▸ **Task to complete**: Copy out the lines below verbatim, from the line containing "In the photograph above, where can the wet" through the line containing "(1298, 506)", inclusive of both. Give only those lines.

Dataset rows
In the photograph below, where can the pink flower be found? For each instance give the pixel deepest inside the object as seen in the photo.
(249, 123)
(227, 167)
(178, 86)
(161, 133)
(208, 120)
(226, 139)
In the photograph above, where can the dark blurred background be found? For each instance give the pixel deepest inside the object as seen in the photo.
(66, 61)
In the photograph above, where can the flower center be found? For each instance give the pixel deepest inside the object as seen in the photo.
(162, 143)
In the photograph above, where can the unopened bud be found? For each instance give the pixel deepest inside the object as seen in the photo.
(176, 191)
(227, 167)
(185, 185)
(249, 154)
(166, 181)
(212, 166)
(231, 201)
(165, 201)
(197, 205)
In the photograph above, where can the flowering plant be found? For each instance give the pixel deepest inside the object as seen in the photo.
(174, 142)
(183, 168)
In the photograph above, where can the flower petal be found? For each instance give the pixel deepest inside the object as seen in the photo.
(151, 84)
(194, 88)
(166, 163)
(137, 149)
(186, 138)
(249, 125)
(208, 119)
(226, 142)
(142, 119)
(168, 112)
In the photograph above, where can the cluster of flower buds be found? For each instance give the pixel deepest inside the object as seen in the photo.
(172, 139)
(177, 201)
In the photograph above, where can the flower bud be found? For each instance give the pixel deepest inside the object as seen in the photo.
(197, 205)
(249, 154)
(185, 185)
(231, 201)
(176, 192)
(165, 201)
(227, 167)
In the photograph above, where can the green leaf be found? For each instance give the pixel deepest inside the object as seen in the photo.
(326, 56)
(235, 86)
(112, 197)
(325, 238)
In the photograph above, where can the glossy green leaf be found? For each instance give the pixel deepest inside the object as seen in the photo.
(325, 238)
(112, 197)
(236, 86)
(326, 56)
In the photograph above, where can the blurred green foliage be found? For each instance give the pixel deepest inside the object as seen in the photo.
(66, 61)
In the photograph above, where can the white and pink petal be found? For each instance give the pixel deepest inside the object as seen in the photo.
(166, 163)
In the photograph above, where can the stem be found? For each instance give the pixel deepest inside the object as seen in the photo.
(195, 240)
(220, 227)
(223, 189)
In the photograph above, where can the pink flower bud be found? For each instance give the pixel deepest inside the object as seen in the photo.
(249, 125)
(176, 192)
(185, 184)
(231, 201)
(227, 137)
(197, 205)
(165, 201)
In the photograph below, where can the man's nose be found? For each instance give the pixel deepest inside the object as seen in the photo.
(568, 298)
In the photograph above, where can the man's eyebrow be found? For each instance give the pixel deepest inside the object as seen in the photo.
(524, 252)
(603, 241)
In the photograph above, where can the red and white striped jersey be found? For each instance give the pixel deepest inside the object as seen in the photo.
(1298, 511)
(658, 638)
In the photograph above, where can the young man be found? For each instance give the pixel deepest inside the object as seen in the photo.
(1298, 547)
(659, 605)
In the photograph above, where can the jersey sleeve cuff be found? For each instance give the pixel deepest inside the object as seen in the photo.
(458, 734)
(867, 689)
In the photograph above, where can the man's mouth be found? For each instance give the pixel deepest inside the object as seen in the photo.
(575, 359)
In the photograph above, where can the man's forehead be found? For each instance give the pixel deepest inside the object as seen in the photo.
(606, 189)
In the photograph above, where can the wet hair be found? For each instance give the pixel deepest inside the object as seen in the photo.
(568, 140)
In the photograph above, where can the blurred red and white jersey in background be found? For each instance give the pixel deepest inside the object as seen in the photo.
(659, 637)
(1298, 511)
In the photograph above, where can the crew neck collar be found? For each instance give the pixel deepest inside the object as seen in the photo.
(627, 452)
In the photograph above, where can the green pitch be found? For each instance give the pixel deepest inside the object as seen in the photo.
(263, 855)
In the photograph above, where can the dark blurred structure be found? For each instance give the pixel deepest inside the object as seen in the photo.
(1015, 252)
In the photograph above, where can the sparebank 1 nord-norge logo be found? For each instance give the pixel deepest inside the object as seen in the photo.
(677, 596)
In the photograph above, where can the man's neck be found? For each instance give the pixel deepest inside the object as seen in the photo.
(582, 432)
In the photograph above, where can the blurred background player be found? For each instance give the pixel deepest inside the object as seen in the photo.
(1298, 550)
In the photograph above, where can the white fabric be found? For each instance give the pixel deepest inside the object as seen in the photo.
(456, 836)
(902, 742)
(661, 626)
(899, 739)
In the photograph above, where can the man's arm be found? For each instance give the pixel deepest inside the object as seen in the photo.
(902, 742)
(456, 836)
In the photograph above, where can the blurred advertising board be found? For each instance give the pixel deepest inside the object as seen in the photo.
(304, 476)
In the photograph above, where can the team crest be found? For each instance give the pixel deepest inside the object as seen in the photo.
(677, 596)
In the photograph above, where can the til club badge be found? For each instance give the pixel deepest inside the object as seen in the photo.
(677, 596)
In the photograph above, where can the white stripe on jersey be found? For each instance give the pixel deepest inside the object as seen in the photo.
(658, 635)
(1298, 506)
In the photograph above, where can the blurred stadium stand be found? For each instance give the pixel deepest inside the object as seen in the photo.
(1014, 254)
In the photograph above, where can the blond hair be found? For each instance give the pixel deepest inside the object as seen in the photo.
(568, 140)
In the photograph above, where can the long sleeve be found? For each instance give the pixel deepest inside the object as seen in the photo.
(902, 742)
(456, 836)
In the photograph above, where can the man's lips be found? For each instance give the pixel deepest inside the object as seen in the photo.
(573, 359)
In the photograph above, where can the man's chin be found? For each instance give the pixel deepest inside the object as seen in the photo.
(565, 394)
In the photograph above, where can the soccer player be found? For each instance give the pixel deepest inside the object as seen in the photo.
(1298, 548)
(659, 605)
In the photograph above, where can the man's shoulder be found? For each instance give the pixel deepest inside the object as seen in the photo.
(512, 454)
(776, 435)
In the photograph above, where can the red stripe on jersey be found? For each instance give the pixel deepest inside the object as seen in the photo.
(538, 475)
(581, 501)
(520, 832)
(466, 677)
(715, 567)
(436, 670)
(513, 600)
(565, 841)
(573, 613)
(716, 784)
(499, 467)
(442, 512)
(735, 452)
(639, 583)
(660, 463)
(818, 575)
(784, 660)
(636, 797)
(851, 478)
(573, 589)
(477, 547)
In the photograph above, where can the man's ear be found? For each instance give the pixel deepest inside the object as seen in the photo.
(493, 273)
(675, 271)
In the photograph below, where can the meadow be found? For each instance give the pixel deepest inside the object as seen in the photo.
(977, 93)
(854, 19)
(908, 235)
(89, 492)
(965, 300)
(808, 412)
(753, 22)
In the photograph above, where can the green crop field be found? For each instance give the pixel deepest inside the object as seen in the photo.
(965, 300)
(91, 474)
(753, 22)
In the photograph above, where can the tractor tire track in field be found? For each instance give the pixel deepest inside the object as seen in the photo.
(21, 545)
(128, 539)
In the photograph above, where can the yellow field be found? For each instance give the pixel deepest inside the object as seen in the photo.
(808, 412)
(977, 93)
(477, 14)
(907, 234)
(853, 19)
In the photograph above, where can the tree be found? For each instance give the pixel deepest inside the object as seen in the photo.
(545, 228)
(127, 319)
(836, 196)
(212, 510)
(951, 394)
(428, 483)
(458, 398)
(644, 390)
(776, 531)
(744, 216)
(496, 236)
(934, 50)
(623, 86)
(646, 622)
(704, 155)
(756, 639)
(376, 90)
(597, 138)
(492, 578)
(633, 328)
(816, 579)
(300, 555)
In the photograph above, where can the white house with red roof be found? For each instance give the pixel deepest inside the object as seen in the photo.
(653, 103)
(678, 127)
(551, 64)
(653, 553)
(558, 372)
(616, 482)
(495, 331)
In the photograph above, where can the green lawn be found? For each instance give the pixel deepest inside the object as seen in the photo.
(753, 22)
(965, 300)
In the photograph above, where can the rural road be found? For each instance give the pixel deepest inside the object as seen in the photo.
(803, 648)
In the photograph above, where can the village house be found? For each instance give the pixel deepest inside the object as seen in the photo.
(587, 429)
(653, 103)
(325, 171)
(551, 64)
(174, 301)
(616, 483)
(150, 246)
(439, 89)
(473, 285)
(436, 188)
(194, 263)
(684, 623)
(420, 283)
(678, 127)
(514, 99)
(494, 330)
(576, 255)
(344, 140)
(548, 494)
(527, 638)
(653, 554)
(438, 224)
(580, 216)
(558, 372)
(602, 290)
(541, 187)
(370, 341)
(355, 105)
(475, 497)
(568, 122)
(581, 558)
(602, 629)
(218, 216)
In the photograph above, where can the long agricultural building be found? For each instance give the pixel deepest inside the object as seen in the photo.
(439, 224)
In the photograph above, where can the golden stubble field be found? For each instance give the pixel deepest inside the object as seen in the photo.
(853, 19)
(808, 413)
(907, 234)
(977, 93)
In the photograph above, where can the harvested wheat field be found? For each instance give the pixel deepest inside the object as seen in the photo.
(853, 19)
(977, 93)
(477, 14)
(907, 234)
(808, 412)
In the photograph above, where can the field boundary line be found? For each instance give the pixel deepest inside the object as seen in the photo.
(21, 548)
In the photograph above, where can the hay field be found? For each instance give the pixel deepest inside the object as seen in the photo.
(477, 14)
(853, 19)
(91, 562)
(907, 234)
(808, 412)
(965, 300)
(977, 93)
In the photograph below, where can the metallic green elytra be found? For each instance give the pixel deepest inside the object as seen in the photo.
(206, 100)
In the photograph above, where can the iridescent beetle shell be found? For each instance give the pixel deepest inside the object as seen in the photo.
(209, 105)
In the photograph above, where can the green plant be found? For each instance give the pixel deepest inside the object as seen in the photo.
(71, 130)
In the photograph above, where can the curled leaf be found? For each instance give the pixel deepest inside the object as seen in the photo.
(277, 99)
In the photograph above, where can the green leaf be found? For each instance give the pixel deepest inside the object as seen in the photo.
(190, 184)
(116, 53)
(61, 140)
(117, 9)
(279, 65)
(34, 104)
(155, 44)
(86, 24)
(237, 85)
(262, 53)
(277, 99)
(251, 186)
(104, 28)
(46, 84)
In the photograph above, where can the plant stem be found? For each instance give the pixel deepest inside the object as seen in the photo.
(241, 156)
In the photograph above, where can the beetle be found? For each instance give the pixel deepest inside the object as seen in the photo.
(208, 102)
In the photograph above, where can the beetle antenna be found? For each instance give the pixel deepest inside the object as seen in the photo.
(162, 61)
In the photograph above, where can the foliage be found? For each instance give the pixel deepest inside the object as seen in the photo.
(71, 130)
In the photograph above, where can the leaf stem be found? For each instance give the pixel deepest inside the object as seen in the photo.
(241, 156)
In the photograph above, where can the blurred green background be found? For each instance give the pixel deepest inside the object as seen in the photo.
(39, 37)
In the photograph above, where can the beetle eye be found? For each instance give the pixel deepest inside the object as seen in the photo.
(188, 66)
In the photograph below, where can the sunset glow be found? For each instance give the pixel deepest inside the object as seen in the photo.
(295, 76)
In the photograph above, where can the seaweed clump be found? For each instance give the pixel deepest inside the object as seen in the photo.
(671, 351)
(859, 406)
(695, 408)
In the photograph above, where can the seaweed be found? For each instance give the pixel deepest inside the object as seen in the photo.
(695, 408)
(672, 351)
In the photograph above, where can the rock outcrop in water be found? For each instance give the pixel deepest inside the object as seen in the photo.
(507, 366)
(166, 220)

▸ **Exercise output**:
In the photograph above, where can the wet hair be found? For each instance give the pixel deepest inside the object as seen in the photo.
(568, 140)
In the photograph above, where can the blurred red and white jersey in background be found? For each instance give the pixel deepest inside the object as seen in the photo.
(659, 637)
(1298, 511)
In the photograph above, where can the crew neck collar be found? For each instance give the pixel deepest inside the object as seen in the photo.
(627, 452)
In the photograph above, where can the green pitch be found? For each instance give the pixel deepest inside the object as seen in the photo.
(263, 855)
In the photograph above, where can the dark blurred structure be found? For each instance give the pixel deepest inside the object as seen in the photo.
(1015, 252)
In the photograph above, where can the sparebank 1 nord-norge logo be found? For each instance give the pixel deepest inside the object as seen in the photo.
(677, 596)
In the photograph above, where can the man's neck be found? For each instance give the pixel deepest inside the object as seen in the photo.
(582, 432)
In the photograph above, where can the blurred background player be found? For each instance give the pixel deepest inside the object as seen in the photo.
(1298, 550)
In the photograph above, where can the white fabric be found? For each instance give the pixel deepest inside the object as seen in the photo.
(456, 836)
(902, 742)
(661, 626)
(899, 739)
In the photograph above, where can the man's arm be found? For each instance give the pixel deepest inside the object as seen in the photo.
(902, 742)
(456, 836)
In the photograph above, where can the blurred advertising board be found? For each instance give the pixel deepest inside the object as seen in the photo.
(304, 476)
In the photograph above, where can the team crest be found? For each instance give the pixel deepest inside the object as seen in the photo.
(677, 596)
In the photograph above, where can the til club badge be found? For each instance give the pixel deepest inside the object as seen in the photo.
(677, 596)
In the photograph above, where can the white stripe on jersey be found? For each instance give the pixel deepest inside the object as seen in the photo.
(658, 635)
(1298, 506)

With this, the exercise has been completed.